→ **Direction 1**
Quote every piece of code in the tikz excerpt that contains "axis cs: 0,12".
→ **Direction 2**
According to the tikz excerpt, which tikz library did the writer expect would allow adjusting the vertical position of the horizontal line?
→ **Direction 3**
For each statement, answer yes or no according to the tikz excerpt, and quote the words that decide it.
(a) The writer gives y=12 as a position for the horizontal line.
(b) Applying the shift option moved the line to the intended height.
(c) The coordinate calculation produced the complete desired line in red.

--- Begin Excerpt ---

I thought a simple use of tikz's calc library would allow me to adjust the vertical position of the horizontal line. If I want a horizontal line at y=12, for example, I simply use

($(current axis.left of origin)+(axis cs: 0,12)$) -- ($(current axis.right of origin)+(axis cs: 0,12)$)

where I have applied a + (axis cs: 0,12) and same for the other coordinate.

Well, that is great in theory, but doesn't work. Instead, it produces the dashed line in red (which is only half the desired line):

enter image description here

Notes:

  • Instead of doing coordinate calculations, I also tried applying shift={(axis cs: 0,12)} option but that had no effect on the output.

--- End Excerpt ---
--- Begin Records shown ---

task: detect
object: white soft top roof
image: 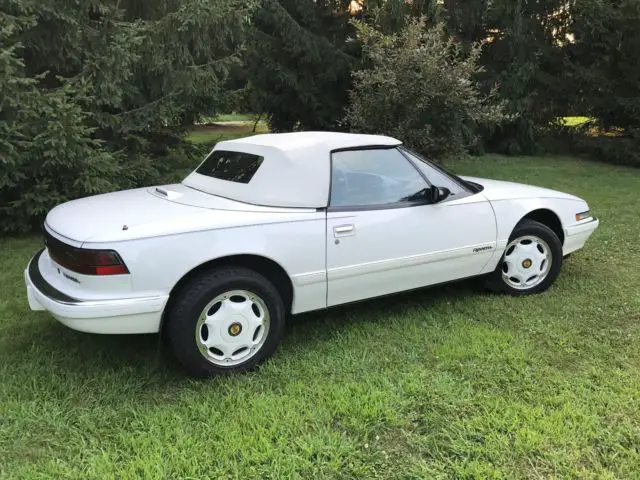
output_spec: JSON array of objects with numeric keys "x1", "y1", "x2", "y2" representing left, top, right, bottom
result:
[{"x1": 182, "y1": 132, "x2": 402, "y2": 208}]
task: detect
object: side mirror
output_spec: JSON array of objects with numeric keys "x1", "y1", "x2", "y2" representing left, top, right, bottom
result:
[{"x1": 429, "y1": 185, "x2": 451, "y2": 203}]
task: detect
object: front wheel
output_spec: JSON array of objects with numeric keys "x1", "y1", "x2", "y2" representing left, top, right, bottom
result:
[
  {"x1": 165, "y1": 267, "x2": 285, "y2": 377},
  {"x1": 485, "y1": 220, "x2": 562, "y2": 295}
]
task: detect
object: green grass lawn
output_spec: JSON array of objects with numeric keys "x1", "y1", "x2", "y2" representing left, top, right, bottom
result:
[
  {"x1": 186, "y1": 121, "x2": 268, "y2": 146},
  {"x1": 0, "y1": 156, "x2": 640, "y2": 479}
]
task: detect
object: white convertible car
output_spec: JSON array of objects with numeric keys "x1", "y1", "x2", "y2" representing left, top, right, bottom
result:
[{"x1": 24, "y1": 132, "x2": 598, "y2": 376}]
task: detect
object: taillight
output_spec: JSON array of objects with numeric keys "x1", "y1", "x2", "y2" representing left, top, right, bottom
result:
[
  {"x1": 44, "y1": 230, "x2": 129, "y2": 275},
  {"x1": 49, "y1": 248, "x2": 129, "y2": 275}
]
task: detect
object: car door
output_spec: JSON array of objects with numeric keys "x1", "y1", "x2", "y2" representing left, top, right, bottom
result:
[{"x1": 327, "y1": 147, "x2": 496, "y2": 306}]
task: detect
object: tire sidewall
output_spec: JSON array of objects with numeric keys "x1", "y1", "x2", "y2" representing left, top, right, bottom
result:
[
  {"x1": 492, "y1": 220, "x2": 562, "y2": 296},
  {"x1": 167, "y1": 268, "x2": 285, "y2": 377}
]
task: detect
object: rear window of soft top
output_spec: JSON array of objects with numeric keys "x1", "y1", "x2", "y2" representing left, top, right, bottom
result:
[{"x1": 196, "y1": 150, "x2": 264, "y2": 183}]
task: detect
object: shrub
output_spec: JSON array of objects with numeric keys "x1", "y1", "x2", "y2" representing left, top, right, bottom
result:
[{"x1": 345, "y1": 20, "x2": 504, "y2": 158}]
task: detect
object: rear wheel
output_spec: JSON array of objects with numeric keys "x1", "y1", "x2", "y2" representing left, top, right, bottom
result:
[
  {"x1": 485, "y1": 220, "x2": 562, "y2": 295},
  {"x1": 165, "y1": 267, "x2": 285, "y2": 377}
]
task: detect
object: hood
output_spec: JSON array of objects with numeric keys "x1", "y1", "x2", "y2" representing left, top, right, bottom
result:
[
  {"x1": 45, "y1": 184, "x2": 316, "y2": 243},
  {"x1": 461, "y1": 176, "x2": 582, "y2": 201}
]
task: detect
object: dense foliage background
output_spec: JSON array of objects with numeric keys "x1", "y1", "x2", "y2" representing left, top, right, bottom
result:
[{"x1": 0, "y1": 0, "x2": 640, "y2": 232}]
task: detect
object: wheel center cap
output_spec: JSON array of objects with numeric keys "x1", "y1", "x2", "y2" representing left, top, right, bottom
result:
[{"x1": 228, "y1": 322, "x2": 242, "y2": 337}]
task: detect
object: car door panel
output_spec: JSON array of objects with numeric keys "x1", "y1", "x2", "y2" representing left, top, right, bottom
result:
[{"x1": 327, "y1": 194, "x2": 496, "y2": 306}]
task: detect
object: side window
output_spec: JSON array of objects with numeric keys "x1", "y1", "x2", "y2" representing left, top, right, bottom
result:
[
  {"x1": 402, "y1": 148, "x2": 466, "y2": 195},
  {"x1": 329, "y1": 148, "x2": 428, "y2": 207}
]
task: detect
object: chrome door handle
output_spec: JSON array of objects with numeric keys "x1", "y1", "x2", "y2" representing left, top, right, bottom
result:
[{"x1": 333, "y1": 225, "x2": 356, "y2": 237}]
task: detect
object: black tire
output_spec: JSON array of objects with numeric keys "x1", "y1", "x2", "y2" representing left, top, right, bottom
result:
[
  {"x1": 163, "y1": 267, "x2": 285, "y2": 378},
  {"x1": 484, "y1": 219, "x2": 563, "y2": 296}
]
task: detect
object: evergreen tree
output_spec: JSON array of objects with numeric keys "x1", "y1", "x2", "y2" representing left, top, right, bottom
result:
[
  {"x1": 245, "y1": 0, "x2": 358, "y2": 131},
  {"x1": 564, "y1": 0, "x2": 640, "y2": 135},
  {"x1": 0, "y1": 0, "x2": 251, "y2": 231}
]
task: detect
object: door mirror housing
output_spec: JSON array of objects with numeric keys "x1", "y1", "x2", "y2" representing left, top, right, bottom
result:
[{"x1": 429, "y1": 185, "x2": 451, "y2": 203}]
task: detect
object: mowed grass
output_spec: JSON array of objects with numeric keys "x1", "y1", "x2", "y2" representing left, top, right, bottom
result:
[
  {"x1": 0, "y1": 156, "x2": 640, "y2": 479},
  {"x1": 186, "y1": 120, "x2": 268, "y2": 147}
]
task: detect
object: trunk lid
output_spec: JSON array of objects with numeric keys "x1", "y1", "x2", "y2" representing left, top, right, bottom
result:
[{"x1": 46, "y1": 184, "x2": 310, "y2": 244}]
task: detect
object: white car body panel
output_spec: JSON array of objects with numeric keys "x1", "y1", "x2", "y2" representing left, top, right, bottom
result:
[
  {"x1": 25, "y1": 134, "x2": 599, "y2": 333},
  {"x1": 327, "y1": 194, "x2": 496, "y2": 306}
]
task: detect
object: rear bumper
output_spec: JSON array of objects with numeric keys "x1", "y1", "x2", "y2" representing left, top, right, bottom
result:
[
  {"x1": 562, "y1": 218, "x2": 600, "y2": 255},
  {"x1": 24, "y1": 250, "x2": 169, "y2": 334}
]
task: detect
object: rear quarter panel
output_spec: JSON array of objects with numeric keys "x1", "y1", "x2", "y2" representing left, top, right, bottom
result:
[{"x1": 83, "y1": 212, "x2": 326, "y2": 313}]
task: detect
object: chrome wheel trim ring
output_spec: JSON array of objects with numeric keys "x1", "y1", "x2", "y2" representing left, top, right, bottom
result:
[
  {"x1": 195, "y1": 290, "x2": 271, "y2": 367},
  {"x1": 500, "y1": 235, "x2": 553, "y2": 291}
]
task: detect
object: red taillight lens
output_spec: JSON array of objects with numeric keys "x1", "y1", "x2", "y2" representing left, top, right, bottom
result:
[
  {"x1": 95, "y1": 265, "x2": 129, "y2": 275},
  {"x1": 44, "y1": 230, "x2": 129, "y2": 275},
  {"x1": 47, "y1": 244, "x2": 129, "y2": 275}
]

--- End Records shown ---

→ **Expected output 1**
- ($(current axis.left of origin)+(axis cs: 0,12)$) -- ($(current axis.right of origin)+(axis cs: 0,12)$)
- + (axis cs: 0,12)
- shift={(axis cs: 0,12)}

→ **Expected output 2**
The calc library.

→ **Expected output 3**
(a) Yes: "If I want a horizontal line at y=12, for example"
(b) No: "that had no effect on the output"
(c) No: "which is only half the desired line"